[Dataset entries]
↓
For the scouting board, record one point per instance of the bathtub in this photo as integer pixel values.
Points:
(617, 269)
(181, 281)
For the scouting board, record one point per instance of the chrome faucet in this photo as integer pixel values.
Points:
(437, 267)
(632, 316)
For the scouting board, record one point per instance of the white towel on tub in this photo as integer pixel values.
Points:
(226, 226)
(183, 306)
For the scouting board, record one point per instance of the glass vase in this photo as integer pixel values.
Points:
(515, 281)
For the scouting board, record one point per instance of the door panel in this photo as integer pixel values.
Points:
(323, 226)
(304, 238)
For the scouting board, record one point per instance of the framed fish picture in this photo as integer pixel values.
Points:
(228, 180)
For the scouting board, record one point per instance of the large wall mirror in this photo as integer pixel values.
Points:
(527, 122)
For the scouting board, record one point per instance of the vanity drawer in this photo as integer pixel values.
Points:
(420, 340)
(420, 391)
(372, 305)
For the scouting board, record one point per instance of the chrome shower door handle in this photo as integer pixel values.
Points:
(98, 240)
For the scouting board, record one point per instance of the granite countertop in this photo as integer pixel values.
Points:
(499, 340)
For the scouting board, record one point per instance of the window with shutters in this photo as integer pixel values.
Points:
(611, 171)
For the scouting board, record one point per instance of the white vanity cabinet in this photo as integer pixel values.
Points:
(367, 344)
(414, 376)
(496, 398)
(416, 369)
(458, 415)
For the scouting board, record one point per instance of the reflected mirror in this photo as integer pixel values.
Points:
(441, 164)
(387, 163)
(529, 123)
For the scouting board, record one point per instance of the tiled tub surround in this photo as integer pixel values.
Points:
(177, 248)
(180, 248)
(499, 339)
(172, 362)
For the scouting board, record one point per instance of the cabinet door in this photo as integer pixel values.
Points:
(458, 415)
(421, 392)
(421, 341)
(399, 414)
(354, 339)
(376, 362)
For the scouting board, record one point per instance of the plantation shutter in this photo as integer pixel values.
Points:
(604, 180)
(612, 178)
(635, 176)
↑
* **WHAT YOU ARE ASKED TO DO**
Transcribe the entries above exactly.

* **RESPONSE AREA**
For the scouting board, record one point per instance of the bathtub in this photo as integer pixel values.
Points:
(617, 269)
(181, 281)
For the scouting board, record one point per instance of the chrome faucet in this photo as integer pixel values.
Points:
(437, 267)
(632, 316)
For the scouting board, record one point per instance of the white towel on tub in this photo as integer pixel values.
Points:
(226, 226)
(183, 306)
For the scouting board, record one point per instance of the glass vase in this photo as integer pixel values.
Points:
(515, 281)
For the scouting board, record one point per instance of the door panel in this photo as integer pixel values.
Points:
(323, 226)
(304, 238)
For the scouting board, record one point per instance of the framed fish picture in this photo as integer pixel values.
Points:
(228, 180)
For the scouting board, record one point per instance of the large wall mirror in this photo as integer pixel values.
Points:
(527, 122)
For the scouting board, record one point per instance of the vanity drawer in this photo as integer pixel values.
Points:
(420, 340)
(420, 391)
(372, 305)
For the scouting board, record one point per instance of the chrome shower door handle in this photo as integer pixel values.
Points:
(98, 240)
For the scouting board, record one point per instance of the granite countertop in this photo as integer pixel values.
Points:
(499, 340)
For the scouting board, record one point per instance of the window with shutters in this photo as integer pixel values.
Points:
(611, 171)
For the scouting board, record one point per instance of the white vanity cabinet in this photo as integer pixel values.
Points:
(367, 344)
(414, 376)
(496, 398)
(416, 369)
(458, 415)
For the scouting board, record one point per instance of the reflected mirror in this photo as integer pixel values.
Points:
(441, 164)
(387, 163)
(529, 123)
For the scouting board, record one point per instance of the tiled tub surround in this photo as integer pixel values.
Points:
(177, 248)
(180, 248)
(499, 339)
(172, 362)
For the scouting board, record one point per instance of the cabinet door in this photo as integer pixel values.
Points:
(458, 415)
(421, 392)
(421, 341)
(399, 414)
(354, 339)
(376, 362)
For the scouting board, record one point per instance of the plantation shutter in this photo as integer pixel values.
Points:
(604, 180)
(612, 178)
(635, 176)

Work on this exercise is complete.